**Consegna 1:**
Trascrivi senza modifiche il passo del testo su dimissioni e reddito di cittadinanza da "Abbiamo raccolto tre" a "generali, viene negato.".
**Consegna 2:**
Riprendi il testo su dimissioni e reddito di cittadinanza dal punto in cui si interrompe e portalo avanti.

**Testo da leggere:**
=-=-=

Abbiamo raccolto tre quesiti che ci permettono di approfondire il rapporto tra dimissioni e reddito di cittadinanza o, più propriamente, i casi in cui il sussidio può essere riconosciuto ugualmente in via eccezionale e quando invece, stando alle regole generali, viene negato.

Le dimissioni di un familiare non negano il reddito di cittadinanza a tutti i componenti del nucleo

Salve mi chiamo Giorgio C. e scrivo dalla provincia di Roma. Ho fatto domanda per il reddito di cittadinanza ma ora mi sorge un dubbio: mio figlio ventenne si è dimesso qualche mese fa e ora lavora saltuariamente come lavapiatti a Londra dove si è recato per imparare l’inglese. Rischio di rientrare nel 25% delle domande rifiutate per questo?

La formulazione originaria sul tema dimissioni e reddito di cittadinanza era molto rigida: la legge infatti escludeva per 12 mesi dal Reddito di cittadinanza l’intero nucleo familiare di chi avesse presentato dimissioni volontarie dall’azienda.

=-=-=

**Dati forniti:**
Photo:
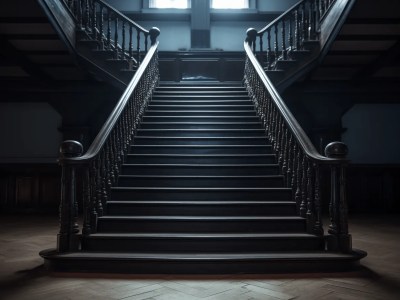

=-=-=

**Risultato dell'esercizio 1:**
Abbiamo raccolto tre quesiti che ci permettono di approfondire il rapporto tra dimissioni e reddito di cittadinanza o, più propriamente, i casi in cui il sussidio può essere riconosciuto ugualmente in via eccezionale e quando invece, stando alle regole generali, viene negato.

**Risultato dell'esercizio 2:**
Con la recente approvazione dell’emendamento panstellato, invece, l’esclusione dal RdC riguarderà esclusivamente chi si è dimesso e non anche gli altri componenti della sua famiglia.

Dimissioni per giusta causa: resta il diritto al reddito di cittadinanza

Salve, vengo da un’esperienza lavorativa d’inferno. Dopo la maternità a rischio e il parto (per fortuna andato bene), sono rientrata a lavoro ma il mio datore mi ha fatto scontare quello che, a suo avviso, era stato un abuso del mio diritto mediante mobbing e demansionamento. Ho quindi dato dimissioni per giusta causa: ho diritto al reddito di cittadinanza?

Qualora il lavoratore presenti dimissioni per giusta causa, questa scelta non avrà alcuna influenza di decadenza del diritto sul diritto a percepire il Reddito di Cittadinanza. Il sussidio, infatti, potrà essere riconosciuto ed erogato (a condizione ovviamente che il richiedente soddisfi anche gli altri requisiti).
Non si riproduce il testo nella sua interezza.